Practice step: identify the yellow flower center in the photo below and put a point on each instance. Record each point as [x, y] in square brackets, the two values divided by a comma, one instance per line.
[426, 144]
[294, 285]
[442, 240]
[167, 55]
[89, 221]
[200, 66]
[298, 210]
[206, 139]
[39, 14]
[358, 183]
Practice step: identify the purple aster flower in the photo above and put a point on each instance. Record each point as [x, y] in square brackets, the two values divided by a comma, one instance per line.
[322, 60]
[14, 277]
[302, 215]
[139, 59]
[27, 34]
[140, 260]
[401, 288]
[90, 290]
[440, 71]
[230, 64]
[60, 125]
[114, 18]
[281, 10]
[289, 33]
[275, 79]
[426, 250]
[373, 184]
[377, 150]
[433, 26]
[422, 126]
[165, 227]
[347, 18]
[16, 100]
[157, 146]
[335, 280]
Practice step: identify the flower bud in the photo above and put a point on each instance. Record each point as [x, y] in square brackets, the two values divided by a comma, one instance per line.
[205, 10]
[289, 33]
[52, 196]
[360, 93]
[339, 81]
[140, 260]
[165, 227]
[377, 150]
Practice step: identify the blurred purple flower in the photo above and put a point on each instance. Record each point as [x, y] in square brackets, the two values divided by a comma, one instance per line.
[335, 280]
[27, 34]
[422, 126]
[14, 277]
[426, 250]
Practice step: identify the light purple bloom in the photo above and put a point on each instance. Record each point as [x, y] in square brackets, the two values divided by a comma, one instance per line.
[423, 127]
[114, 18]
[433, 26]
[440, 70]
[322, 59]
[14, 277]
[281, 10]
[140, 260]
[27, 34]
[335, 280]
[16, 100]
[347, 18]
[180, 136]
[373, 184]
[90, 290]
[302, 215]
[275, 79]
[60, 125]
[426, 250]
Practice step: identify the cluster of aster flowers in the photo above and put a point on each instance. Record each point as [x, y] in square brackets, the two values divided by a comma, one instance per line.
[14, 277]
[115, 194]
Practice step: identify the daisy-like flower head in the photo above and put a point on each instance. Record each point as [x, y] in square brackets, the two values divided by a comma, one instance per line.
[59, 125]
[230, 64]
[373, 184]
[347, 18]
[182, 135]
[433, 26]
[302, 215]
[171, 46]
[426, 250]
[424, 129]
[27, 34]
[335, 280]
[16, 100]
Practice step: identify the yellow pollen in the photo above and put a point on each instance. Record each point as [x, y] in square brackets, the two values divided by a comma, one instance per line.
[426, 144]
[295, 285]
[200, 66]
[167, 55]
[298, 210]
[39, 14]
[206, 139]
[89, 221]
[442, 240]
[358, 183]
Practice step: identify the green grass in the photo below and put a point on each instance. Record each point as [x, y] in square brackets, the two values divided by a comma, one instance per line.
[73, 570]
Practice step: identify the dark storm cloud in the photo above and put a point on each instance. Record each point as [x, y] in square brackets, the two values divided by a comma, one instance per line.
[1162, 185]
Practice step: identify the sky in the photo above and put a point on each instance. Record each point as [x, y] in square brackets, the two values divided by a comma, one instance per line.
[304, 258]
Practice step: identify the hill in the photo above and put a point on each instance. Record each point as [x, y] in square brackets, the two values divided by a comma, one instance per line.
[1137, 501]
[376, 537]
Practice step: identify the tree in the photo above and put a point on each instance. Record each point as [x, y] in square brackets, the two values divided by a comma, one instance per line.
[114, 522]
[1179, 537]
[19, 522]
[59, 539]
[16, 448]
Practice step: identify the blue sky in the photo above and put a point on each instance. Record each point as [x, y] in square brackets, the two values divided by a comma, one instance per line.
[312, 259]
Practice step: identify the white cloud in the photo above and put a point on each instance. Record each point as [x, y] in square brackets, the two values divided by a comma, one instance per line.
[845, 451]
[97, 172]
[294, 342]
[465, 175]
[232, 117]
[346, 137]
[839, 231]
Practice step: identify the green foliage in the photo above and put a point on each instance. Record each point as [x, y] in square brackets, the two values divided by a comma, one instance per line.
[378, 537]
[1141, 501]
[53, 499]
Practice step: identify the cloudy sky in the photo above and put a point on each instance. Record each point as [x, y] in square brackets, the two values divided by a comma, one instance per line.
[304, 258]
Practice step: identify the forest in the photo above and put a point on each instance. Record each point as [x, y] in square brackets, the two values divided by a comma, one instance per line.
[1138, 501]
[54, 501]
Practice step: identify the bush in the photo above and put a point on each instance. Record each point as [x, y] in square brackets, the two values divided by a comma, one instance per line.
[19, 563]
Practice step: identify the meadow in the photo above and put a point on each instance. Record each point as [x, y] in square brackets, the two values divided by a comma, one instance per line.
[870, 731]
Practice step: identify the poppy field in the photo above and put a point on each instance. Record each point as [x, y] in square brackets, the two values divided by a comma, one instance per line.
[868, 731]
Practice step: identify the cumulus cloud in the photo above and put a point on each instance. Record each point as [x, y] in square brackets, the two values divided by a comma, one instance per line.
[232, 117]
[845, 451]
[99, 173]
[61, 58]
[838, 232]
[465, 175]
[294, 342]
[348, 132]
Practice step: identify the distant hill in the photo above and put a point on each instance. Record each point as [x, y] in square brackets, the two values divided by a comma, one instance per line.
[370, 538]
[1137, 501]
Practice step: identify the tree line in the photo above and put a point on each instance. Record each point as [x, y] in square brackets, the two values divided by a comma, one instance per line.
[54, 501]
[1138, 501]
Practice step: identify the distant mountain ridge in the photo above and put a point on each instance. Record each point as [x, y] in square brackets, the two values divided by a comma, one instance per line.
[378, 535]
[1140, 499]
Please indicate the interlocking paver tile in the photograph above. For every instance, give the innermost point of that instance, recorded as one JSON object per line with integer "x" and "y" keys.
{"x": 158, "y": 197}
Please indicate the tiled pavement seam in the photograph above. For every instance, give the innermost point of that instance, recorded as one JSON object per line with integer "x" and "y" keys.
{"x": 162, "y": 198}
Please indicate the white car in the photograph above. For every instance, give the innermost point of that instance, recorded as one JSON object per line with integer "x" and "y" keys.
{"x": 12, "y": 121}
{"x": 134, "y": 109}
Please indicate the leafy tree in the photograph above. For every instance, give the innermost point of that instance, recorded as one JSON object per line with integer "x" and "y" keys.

— What the task asks —
Substitute "occurrence" for each "instance" and write out all the lines above again, with everything else left unchanged.

— Solution to the exercise —
Practice step: identify the yellow flower center in the photo below and put a point on each occurrence. Record each point as [x, y] in square brackets, the two values divided by a comma, one occurrence per line.
[426, 144]
[294, 285]
[442, 240]
[167, 55]
[89, 221]
[200, 66]
[298, 210]
[206, 139]
[39, 14]
[358, 183]
Practice step: identify the purple aster flower in the photo above and put a point on each occurrence. Record each point as [x, y] in square brackets, the two values divided by a comma, one occurrence per line.
[322, 60]
[14, 277]
[302, 215]
[139, 59]
[27, 34]
[140, 260]
[401, 288]
[90, 290]
[440, 71]
[230, 64]
[60, 125]
[114, 18]
[281, 10]
[289, 33]
[275, 79]
[426, 250]
[373, 184]
[377, 150]
[433, 26]
[422, 126]
[165, 227]
[347, 18]
[16, 100]
[157, 146]
[335, 280]
Practice step: identify the flower bud in the photo above and put a point on each occurrence. Record each point as [x, y] in square brackets, the two values divided by a comma, one occurrence per line.
[205, 10]
[289, 33]
[52, 196]
[360, 93]
[339, 81]
[140, 260]
[165, 227]
[377, 150]
Practice step: identify the blurred purple flower in the photo above and put a point on each occurrence. Record each point as [x, y] in square brackets, the two values divided by a comma, one occurrence per line.
[335, 280]
[27, 34]
[422, 126]
[14, 277]
[426, 250]
Practice step: identify the light purple bloom in the photo above and put a point on each occurrence. Record each point as [x, y] in square brackets, the two values divided by a comma, one occurrence per line.
[423, 127]
[114, 18]
[433, 26]
[440, 70]
[322, 59]
[14, 277]
[281, 10]
[140, 260]
[27, 34]
[335, 280]
[16, 100]
[347, 18]
[180, 136]
[373, 184]
[90, 290]
[302, 215]
[275, 79]
[60, 125]
[426, 250]
Practice step: identify the cluster of aster flowers in the photo above and put a point on each occurrence. Record each point as [x, y] in square brackets, the two values divided by a comma, one occurrence per line.
[14, 277]
[115, 194]
Practice step: identify the daisy-like flower head in the photo above and put a point on each occurrence. Record each point as [x, y] in square brackets, the two values divided by a comma, one occurrence per line.
[59, 125]
[230, 64]
[373, 184]
[347, 18]
[182, 135]
[433, 26]
[302, 215]
[171, 46]
[426, 250]
[424, 129]
[27, 34]
[335, 280]
[16, 100]
Practice step: identify the yellow pollen in the photo above and put a point on each occurrence. Record each point as [x, y] in square brackets, the two values divided by a comma, one occurrence per line.
[426, 144]
[295, 285]
[200, 66]
[167, 55]
[298, 210]
[39, 14]
[206, 139]
[89, 221]
[442, 240]
[358, 183]
Practice step: identify the green grass in the photo below and put a point on each occurrence. Record each point as [x, y] in square brackets, the two values divided by a comma, one occurrence per line.
[73, 570]
Practice step: identify the dark storm cloud in the photo above and put a point on each occurrence. Record each point as [x, y] in square brackets, the two values divided by a comma, one occurrence per line.
[1162, 185]
Practice step: identify the sky in the photo above and put a point on each occurrence. Record each point as [x, y] in square brackets, the two values divided by a comma, one occurrence per line.
[304, 258]
Practice step: identify the hill in the photo above and put a point on each occurrence. Record each point as [x, y] in square brackets, the two values divided by a comma, one occurrence per line.
[1137, 501]
[376, 537]
Practice step: identify the tree in the photo above and put a point on each occurrence. Record each point as [x, y] in square brackets, the two values divided by a comma, one occurrence per line.
[114, 522]
[1179, 537]
[19, 522]
[59, 539]
[16, 448]
Practice step: identify the blue sky in the photo above and put a point on each occurrence. Record each point as [x, y] in square brackets, the two values divided by a comma, one occurrence per line.
[312, 259]
Practice step: identify the white cloud in the photo above and put a point on each occurrence. Record each point as [x, y] in square brackets, the two values divided by a comma, one occurrence per line.
[845, 451]
[97, 172]
[294, 342]
[465, 175]
[232, 117]
[346, 137]
[839, 231]
Practice step: identify the green foliage in the photo above and put a point on each occurrence. Record each point as [x, y] in square brackets, the two values divided by a comma, one occurrence per line.
[378, 537]
[1141, 501]
[53, 499]
Practice step: identify the cloudy sky in the photo above and put a point on each occurrence. Record each point as [x, y] in square brackets, the two values divided by a comma, one occurrence per line.
[304, 258]
Practice step: identify the forest in the photo above and put a point on each occurrence. Record each point as [x, y] in square brackets, the two values divided by a comma, one occurrence per line.
[1138, 501]
[54, 501]
Practice step: identify the bush in the photo above and put a point on each occurrence. Record each point as [x, y] in square brackets, the two values divided by a comma, one occurrence per line.
[19, 563]
Practice step: identify the meadow in the photo above and put a point on each occurrence. Record each point as [x, y] in square brackets, the two values divided by a comma, one occurrence per line.
[870, 731]
Practice step: identify the poppy field in the photo above and put a point on each occurrence. Record each point as [x, y] in square brackets, the two values divided by a comma, one occurrence per line.
[868, 731]
Practice step: identify the cumulus cloud in the photo above and put a point on each occurrence. Record each point as [x, y] in square brackets, the two values divided by a comma, one occurrence per line.
[232, 117]
[845, 451]
[99, 173]
[61, 58]
[838, 232]
[465, 175]
[294, 342]
[348, 132]
Practice step: identify the distant hill in the photo above and put a point on each occurrence. Record each point as [x, y] in square brackets, the two values divided by a comma, one occurrence per line.
[370, 538]
[1137, 501]
Practice step: identify the tree line in the photo above and put a point on each occurrence. Record each point as [x, y] in square brackets, the two values divided by a comma, one occurrence per line.
[54, 501]
[1138, 501]
Practice step: identify the distant mountain ridge in the photo above and put a point on each occurrence. Record each point as [x, y] in square brackets, the two values divided by a comma, one occurrence per line.
[378, 535]
[1140, 499]
Please indicate the interlocking paver tile in the photograph above. For every occurrence, give the innermost point of that occurrence, recorded as one JSON object per line with integer "x" and "y" keys.
{"x": 158, "y": 197}
Please indicate the tiled pavement seam in the photograph above. For every occurrence, give the innermost point of that occurrence, recorded as one JSON object per line with integer "x" and "y" keys.
{"x": 162, "y": 198}
Please indicate the white car in the photograph above. For every occurrence, give the innermost point of that occurrence, recorded as one JSON object per line with integer "x" and "y" keys.
{"x": 12, "y": 121}
{"x": 134, "y": 109}
Please indicate the leafy tree in the photograph above. For every occurrence, give the innermost point of that occurrence, recorded as one JSON object per line with integer "x" and "y" keys.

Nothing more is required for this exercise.